These accessible sports games aren't relegated to the past, either. While the quest for graphical fidelity and telly-realistic presentation might be inexorable, the charm of these sports-adjacent video games, sports games for non-sports fans, hasn't been lost to the sands of time.
One of the best indie titles on the Switch is Golf Story, a 2D JRPG with golf at its heart. Visually somewhere between Earthbound and the early Pokémon games, Golf Story is a charming, self-effacing little three-button golf game, with all of the trappings of seriousness cast off in favour of RPG world-building and character progression.
Like Sensible Soccer, Golf Story whittles the sport down to its bare essentials - you want to get the ball into the hole in as few shots as possible - but it's the non-sports elements that really sell the whole thing. From its central theme of working your way up the golfing ladder, fulfilling the dream your father had for you as a child, you'll also find yourself: taking part in mini games; completing side quests for the locals; battling the corrupt establishment; rebuilding your childhood golf course; travelling the world taking on other champions; and getting into fights with geese. A lot of geese. It's context, but it's a different kind of context to the kind you get in a typical PGA game. And therein lies the charm.
Nintendo's handhelds have form in this area. Where the N64 versions of Mario Tennis and Mario Golf are traditional, behind-the-character 3D sims (albeit with the zany visual trappings of the Mushroom Kingdom) their Game Boy Colour namesakes are 2D role-playing games, just like Golf Story. And do you know what? The portable versions of Mario Tennis and Mario Golf are superior as a result.
But not all non-sports sports games are so charitable in their recreations. This hidden genre is capable of stretching from silly parody to being downright insulting. Enter Behold the Kickmen.
Kickmen's violent, arena-based football combat has more in common with the classic fantasy sports game Speedball than England's national pastime, while its ludicrous career mode is a whistle stop tour of cliche, panto, and snide jabs at the sport that inspired it.

#### DATA SHOWN:
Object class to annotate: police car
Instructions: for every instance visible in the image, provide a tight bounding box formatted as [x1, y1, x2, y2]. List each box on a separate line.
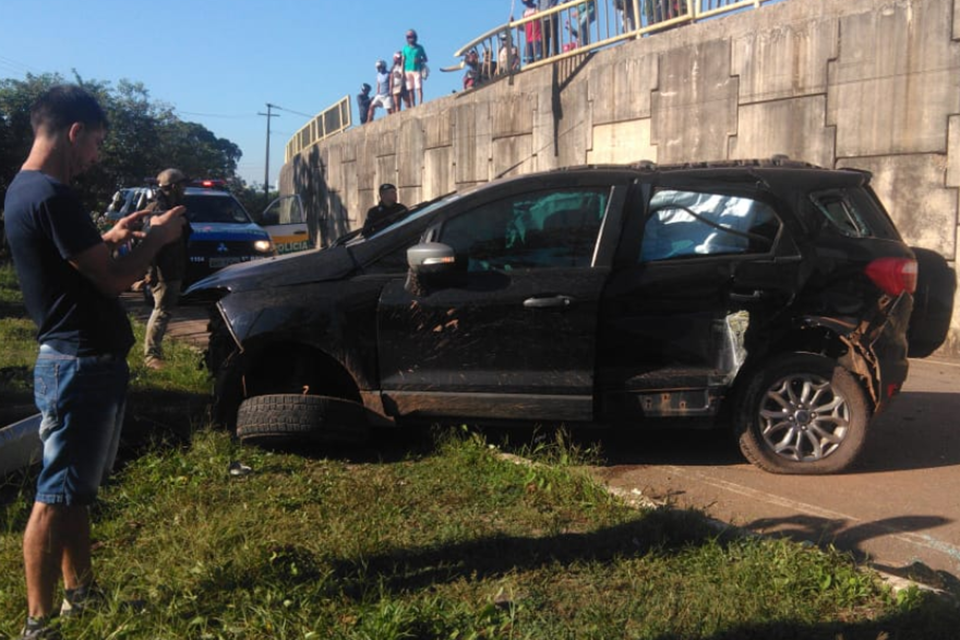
[183, 180, 277, 286]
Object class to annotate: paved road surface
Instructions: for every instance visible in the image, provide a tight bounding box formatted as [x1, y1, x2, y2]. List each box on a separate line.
[595, 359, 960, 587]
[144, 294, 960, 593]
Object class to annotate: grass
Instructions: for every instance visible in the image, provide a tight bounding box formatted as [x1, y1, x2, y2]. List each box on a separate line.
[0, 262, 960, 640]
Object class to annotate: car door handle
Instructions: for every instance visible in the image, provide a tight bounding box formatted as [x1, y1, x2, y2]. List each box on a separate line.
[730, 289, 763, 302]
[523, 296, 573, 309]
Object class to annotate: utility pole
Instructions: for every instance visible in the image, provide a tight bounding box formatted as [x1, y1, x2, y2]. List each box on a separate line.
[257, 102, 280, 202]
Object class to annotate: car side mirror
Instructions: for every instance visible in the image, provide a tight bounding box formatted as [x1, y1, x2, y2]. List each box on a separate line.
[404, 242, 457, 296]
[407, 242, 457, 276]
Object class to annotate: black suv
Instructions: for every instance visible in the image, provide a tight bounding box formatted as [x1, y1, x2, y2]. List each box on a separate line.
[192, 158, 955, 474]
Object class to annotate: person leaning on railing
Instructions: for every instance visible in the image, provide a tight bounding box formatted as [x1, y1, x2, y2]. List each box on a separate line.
[539, 0, 560, 56]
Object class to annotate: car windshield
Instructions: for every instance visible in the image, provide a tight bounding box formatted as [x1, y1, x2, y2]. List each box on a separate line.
[338, 193, 463, 246]
[183, 194, 252, 224]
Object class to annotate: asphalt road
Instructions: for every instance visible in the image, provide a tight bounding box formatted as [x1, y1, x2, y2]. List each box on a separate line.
[144, 293, 960, 594]
[594, 358, 960, 590]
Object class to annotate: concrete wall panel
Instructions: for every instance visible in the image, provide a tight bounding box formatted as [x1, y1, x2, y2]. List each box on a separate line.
[828, 0, 960, 156]
[453, 101, 493, 184]
[397, 118, 426, 187]
[491, 90, 536, 140]
[729, 95, 834, 167]
[280, 0, 960, 355]
[587, 118, 657, 164]
[553, 74, 592, 167]
[652, 40, 738, 163]
[423, 146, 457, 200]
[731, 19, 839, 105]
[947, 116, 960, 187]
[423, 109, 453, 149]
[837, 153, 957, 259]
[588, 53, 659, 126]
[493, 134, 534, 177]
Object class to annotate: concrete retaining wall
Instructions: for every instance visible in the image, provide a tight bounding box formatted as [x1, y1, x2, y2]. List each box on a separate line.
[281, 0, 960, 355]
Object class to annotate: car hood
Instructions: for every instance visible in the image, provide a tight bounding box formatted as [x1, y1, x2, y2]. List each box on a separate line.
[190, 222, 269, 241]
[186, 247, 356, 295]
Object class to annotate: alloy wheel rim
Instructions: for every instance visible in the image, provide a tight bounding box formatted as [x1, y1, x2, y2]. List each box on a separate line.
[758, 373, 850, 462]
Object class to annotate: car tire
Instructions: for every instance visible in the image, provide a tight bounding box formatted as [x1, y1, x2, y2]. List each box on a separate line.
[736, 353, 871, 475]
[236, 393, 369, 446]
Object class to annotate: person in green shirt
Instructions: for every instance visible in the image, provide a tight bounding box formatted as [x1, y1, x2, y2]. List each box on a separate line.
[402, 29, 427, 109]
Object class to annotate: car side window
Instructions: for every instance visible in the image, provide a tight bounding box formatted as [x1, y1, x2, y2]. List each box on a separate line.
[640, 189, 780, 262]
[437, 187, 610, 271]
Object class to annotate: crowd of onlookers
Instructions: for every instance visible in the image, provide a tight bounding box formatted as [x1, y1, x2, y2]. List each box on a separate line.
[357, 0, 684, 124]
[357, 29, 430, 124]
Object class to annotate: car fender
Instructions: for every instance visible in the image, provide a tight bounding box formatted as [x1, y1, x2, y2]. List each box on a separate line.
[797, 315, 881, 406]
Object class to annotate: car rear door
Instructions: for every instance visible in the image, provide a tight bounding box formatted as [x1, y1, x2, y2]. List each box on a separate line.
[378, 175, 625, 421]
[598, 183, 799, 421]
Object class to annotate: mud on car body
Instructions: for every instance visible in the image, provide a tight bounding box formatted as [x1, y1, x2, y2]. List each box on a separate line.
[191, 159, 955, 474]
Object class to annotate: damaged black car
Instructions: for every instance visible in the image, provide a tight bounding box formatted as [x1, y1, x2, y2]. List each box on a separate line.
[190, 158, 956, 474]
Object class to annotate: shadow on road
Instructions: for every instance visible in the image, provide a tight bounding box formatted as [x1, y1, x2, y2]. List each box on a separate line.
[858, 392, 960, 472]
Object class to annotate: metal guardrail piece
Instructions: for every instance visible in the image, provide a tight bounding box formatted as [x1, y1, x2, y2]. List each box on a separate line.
[450, 0, 782, 89]
[285, 0, 772, 162]
[284, 96, 353, 162]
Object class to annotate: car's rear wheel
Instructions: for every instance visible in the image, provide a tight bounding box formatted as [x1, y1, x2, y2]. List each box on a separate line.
[236, 394, 369, 446]
[736, 353, 871, 475]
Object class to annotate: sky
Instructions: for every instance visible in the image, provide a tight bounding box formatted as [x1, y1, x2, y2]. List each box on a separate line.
[0, 0, 523, 185]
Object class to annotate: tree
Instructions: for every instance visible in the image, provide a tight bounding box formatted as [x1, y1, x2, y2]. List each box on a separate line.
[0, 71, 243, 211]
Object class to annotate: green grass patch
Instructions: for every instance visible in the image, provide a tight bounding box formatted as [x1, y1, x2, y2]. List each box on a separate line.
[0, 429, 960, 640]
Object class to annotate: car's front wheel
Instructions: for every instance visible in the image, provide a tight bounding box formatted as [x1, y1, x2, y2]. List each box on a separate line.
[237, 393, 369, 446]
[736, 353, 871, 475]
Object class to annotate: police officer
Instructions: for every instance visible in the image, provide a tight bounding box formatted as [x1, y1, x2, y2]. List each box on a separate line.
[143, 169, 190, 369]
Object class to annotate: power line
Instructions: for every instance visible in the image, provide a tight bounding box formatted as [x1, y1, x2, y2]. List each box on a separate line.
[0, 56, 37, 73]
[176, 109, 257, 119]
[273, 105, 313, 118]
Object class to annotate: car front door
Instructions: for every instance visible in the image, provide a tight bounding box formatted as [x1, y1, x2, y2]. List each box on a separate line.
[378, 182, 622, 421]
[598, 185, 799, 420]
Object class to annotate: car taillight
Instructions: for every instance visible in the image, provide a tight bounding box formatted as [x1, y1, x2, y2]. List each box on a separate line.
[866, 258, 917, 296]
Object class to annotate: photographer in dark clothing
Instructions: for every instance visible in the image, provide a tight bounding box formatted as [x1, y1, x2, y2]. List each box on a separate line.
[4, 85, 186, 640]
[360, 184, 407, 237]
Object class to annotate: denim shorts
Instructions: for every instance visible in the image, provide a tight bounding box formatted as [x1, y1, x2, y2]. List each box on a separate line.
[33, 345, 130, 505]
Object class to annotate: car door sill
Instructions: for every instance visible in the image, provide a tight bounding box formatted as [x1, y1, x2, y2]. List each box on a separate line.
[382, 391, 593, 422]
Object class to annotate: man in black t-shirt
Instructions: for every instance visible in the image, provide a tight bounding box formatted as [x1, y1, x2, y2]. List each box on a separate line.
[4, 85, 186, 639]
[360, 184, 407, 237]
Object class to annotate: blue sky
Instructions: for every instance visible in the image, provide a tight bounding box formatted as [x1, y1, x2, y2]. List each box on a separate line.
[0, 0, 522, 188]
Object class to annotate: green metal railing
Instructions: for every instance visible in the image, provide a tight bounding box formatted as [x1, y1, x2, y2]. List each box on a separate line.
[286, 0, 784, 162]
[284, 96, 353, 162]
[443, 0, 781, 82]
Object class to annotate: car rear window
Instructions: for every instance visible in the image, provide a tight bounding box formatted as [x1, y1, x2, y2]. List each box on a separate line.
[183, 195, 251, 224]
[810, 189, 900, 240]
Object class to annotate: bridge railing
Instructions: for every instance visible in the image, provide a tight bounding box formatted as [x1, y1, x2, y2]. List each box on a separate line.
[284, 96, 353, 162]
[443, 0, 781, 88]
[286, 0, 783, 162]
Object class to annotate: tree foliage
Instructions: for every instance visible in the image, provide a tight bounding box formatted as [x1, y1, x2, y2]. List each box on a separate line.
[0, 72, 242, 211]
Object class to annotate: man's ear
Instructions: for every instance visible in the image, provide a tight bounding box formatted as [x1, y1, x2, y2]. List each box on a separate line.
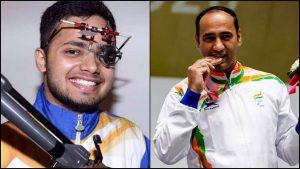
[195, 34, 200, 48]
[34, 48, 46, 73]
[237, 29, 243, 46]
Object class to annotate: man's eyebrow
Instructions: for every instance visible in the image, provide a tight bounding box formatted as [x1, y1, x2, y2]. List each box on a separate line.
[203, 33, 215, 37]
[221, 31, 232, 35]
[62, 41, 89, 48]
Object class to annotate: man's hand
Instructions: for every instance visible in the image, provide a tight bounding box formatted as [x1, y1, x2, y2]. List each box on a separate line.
[187, 57, 222, 93]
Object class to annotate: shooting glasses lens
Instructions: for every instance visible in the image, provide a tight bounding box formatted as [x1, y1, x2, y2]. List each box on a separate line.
[97, 45, 122, 67]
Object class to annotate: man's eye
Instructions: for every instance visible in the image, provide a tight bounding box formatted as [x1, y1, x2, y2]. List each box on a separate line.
[65, 49, 80, 55]
[221, 35, 232, 40]
[203, 36, 215, 42]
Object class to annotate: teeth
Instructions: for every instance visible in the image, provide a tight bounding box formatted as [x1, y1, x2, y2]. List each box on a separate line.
[70, 79, 96, 86]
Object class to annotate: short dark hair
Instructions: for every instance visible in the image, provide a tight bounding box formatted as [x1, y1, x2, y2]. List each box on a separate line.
[40, 1, 116, 53]
[195, 6, 239, 37]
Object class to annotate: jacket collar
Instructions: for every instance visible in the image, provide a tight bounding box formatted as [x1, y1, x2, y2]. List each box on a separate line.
[202, 61, 244, 102]
[34, 84, 100, 140]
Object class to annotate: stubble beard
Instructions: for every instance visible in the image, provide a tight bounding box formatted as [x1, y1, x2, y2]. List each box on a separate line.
[46, 69, 102, 113]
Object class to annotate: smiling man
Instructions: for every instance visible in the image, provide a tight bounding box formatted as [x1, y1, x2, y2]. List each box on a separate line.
[154, 6, 299, 168]
[1, 1, 149, 168]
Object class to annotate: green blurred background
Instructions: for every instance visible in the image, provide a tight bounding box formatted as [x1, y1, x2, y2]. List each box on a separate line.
[150, 1, 299, 82]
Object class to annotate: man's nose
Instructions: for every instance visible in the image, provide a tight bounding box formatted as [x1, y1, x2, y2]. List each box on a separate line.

#### TASK SET:
(A) In the article on sports games for non-sports fans, which two games does Golf Story look visually somewhere between?
(B) Write a continuation of the article on sports games for non-sports fans, starting after its final sentence.

#### RESULTS OF THE TASKS:
(A) Earthbound and the early Pokémon games.

(B)
Talking to Donlan last year, it's clear that Behold the Kickmen's developer, Dan Marshall, feels the same way about football as I do. From his feelings on the sport proper (he "can't stand it"), to the genesis of Kickmen itself (a "reflection of football as half-remembered by someone who played Sensi and Speedball 20 years ago"), he didn't let that stop him producing a brilliant little non-sports sports game.
Some elements among 'real' football fans might even have found Behold the Kickmen insulting, with Marshall admitting he'd had "genuine anger from some [people], especially when they didn't realise it was a big joke." You can't please everyone, and I'll wager that Marshall knew that before he started. You just have to look at the disparity between critics' opinions and user reviews to see the divisiveness of his creation.
To those of us who feel distanced or disenfranchised by the trappings of the sport proper, but still enjoyed kicking that tennis ball around the quad or playing with jumpers for goalposts in the park, Kickmen's a rare opportunity to enjoy a video game representation of the sport for the first time in nearly twenty years. There's a welcome undercurrent of inclusivity running through these types of games, from Sensible Soccer to Kickmen, to Golf Story and beyond, and it proves that truly great games about the likes of football, golf and basketball don't have to just cater to the hardcore fans. Video games can do anything, so why shouldn't they make a familiar pastime surprising every now and then?